■ **Excerpted records**
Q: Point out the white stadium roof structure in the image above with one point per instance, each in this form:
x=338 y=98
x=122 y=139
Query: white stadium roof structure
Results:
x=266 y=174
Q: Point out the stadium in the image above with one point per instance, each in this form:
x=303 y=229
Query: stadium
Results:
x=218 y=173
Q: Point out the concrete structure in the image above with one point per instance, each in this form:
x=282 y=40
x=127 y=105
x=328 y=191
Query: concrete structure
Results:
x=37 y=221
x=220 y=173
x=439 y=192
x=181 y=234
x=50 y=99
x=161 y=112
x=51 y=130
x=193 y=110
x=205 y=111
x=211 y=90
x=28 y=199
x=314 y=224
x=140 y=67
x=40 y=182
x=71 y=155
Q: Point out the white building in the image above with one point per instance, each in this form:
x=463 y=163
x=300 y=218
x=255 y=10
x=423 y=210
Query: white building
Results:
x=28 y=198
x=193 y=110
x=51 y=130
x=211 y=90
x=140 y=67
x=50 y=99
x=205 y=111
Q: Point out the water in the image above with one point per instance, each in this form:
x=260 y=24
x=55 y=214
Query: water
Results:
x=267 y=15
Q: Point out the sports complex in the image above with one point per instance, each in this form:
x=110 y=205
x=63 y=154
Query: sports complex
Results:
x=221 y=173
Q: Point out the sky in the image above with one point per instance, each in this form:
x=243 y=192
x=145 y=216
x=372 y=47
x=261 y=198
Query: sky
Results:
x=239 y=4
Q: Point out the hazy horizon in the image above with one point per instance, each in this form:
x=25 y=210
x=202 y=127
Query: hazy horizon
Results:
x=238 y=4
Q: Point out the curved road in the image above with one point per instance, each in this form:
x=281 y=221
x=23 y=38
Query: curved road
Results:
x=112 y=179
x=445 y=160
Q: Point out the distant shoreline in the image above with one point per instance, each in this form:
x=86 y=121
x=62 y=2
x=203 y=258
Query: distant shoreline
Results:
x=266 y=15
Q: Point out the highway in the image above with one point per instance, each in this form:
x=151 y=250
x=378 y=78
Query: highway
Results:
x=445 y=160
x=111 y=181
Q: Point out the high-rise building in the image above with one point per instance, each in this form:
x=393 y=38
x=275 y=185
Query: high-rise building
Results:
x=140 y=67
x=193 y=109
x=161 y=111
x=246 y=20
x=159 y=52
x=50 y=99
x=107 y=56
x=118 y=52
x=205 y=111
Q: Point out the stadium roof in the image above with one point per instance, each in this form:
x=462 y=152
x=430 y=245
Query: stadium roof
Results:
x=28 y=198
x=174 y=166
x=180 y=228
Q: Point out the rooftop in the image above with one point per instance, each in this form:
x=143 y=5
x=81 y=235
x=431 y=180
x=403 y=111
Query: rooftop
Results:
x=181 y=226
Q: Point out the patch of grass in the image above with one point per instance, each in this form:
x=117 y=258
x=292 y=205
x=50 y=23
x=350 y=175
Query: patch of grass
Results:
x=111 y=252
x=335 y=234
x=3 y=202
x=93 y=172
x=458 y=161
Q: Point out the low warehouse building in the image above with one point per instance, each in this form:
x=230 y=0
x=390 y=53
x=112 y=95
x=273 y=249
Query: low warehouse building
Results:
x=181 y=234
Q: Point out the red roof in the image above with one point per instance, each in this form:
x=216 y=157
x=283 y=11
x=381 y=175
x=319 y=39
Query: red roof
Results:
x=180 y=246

■ **To be done**
Rewrite all the rows above, replacing each "Query" with "Label" and changing nothing else.

■ **Solution to this exercise**
Q: Point out the white stadium roof structure in the image above with one point per instance, each in this form:
x=338 y=98
x=122 y=139
Label: white stadium roof structure
Results:
x=266 y=174
Q: Point out the stadium in the image above with one point per instance, each in this form:
x=303 y=229
Label: stadium
Results:
x=218 y=173
Q: Point out the concrete structure in the image above with one point per instance, each in this form:
x=282 y=40
x=127 y=105
x=328 y=191
Label: concrete structure
Results:
x=37 y=221
x=220 y=173
x=439 y=192
x=181 y=234
x=50 y=99
x=161 y=112
x=51 y=130
x=193 y=110
x=205 y=111
x=211 y=90
x=28 y=199
x=314 y=224
x=140 y=67
x=40 y=182
x=71 y=155
Q: Point out the white building in the image above with one point per instance, each in this form:
x=463 y=163
x=300 y=218
x=255 y=10
x=423 y=210
Label: white building
Results:
x=28 y=198
x=193 y=110
x=51 y=130
x=211 y=90
x=140 y=67
x=50 y=99
x=205 y=111
Q: Point out the water in the image above with one point per instance, each in this form:
x=260 y=24
x=55 y=214
Label: water
Results:
x=267 y=15
Q: Point out the sports complex in the image above with one point per instance, each in this form:
x=110 y=205
x=63 y=154
Label: sports complex
Results:
x=221 y=173
Q: Point out the sky in the image above with one point per instance, each in this form:
x=243 y=192
x=145 y=216
x=372 y=47
x=261 y=198
Label: sky
Results:
x=239 y=4
Q: Point out the hazy horizon in the image above with one point per instance, each in this form:
x=25 y=210
x=202 y=127
Label: hazy horizon
Results:
x=238 y=4
Q: Point out the curved road in the image above with one point per instance, each in this form:
x=281 y=221
x=23 y=38
Label: curved road
Results:
x=112 y=179
x=445 y=160
Q: Point out the distant shoreline in the image above with one point per instance, each in this form:
x=86 y=121
x=62 y=2
x=203 y=258
Label: distant shoreline
Results:
x=266 y=15
Q: Point out the highway in the image above with one point per instance, each in this form:
x=151 y=250
x=378 y=78
Label: highway
Results:
x=445 y=160
x=111 y=181
Q: Point out the high-rise building in the image above with one point per instance, each in this form:
x=393 y=38
x=275 y=185
Label: high-rise building
Results:
x=140 y=67
x=193 y=109
x=161 y=111
x=246 y=20
x=159 y=52
x=50 y=99
x=107 y=56
x=118 y=52
x=205 y=111
Q: Point out the stadium roof in the image above with one point per instance, each in this form:
x=462 y=152
x=430 y=245
Label: stadium roof
Results:
x=28 y=198
x=174 y=166
x=180 y=228
Q: Point out the rooftop in the image above with one point per instance, each in this form:
x=143 y=5
x=81 y=235
x=431 y=180
x=403 y=111
Label: rooftop
Results:
x=181 y=226
Q: Point out the patch of grass in the image above with one point per instance, each in this form:
x=117 y=258
x=292 y=205
x=50 y=23
x=350 y=175
Label: patch of grass
Results:
x=111 y=252
x=335 y=234
x=3 y=202
x=93 y=172
x=458 y=161
Q: Point out the low warehouse building in the image above with one point per instance, each in this form:
x=230 y=0
x=390 y=53
x=112 y=95
x=273 y=249
Label: low warehouse building
Results:
x=181 y=234
Q: Point out the red roof in the image above with one point per instance, each in this form:
x=216 y=157
x=283 y=11
x=381 y=175
x=319 y=39
Label: red roof
Results:
x=180 y=246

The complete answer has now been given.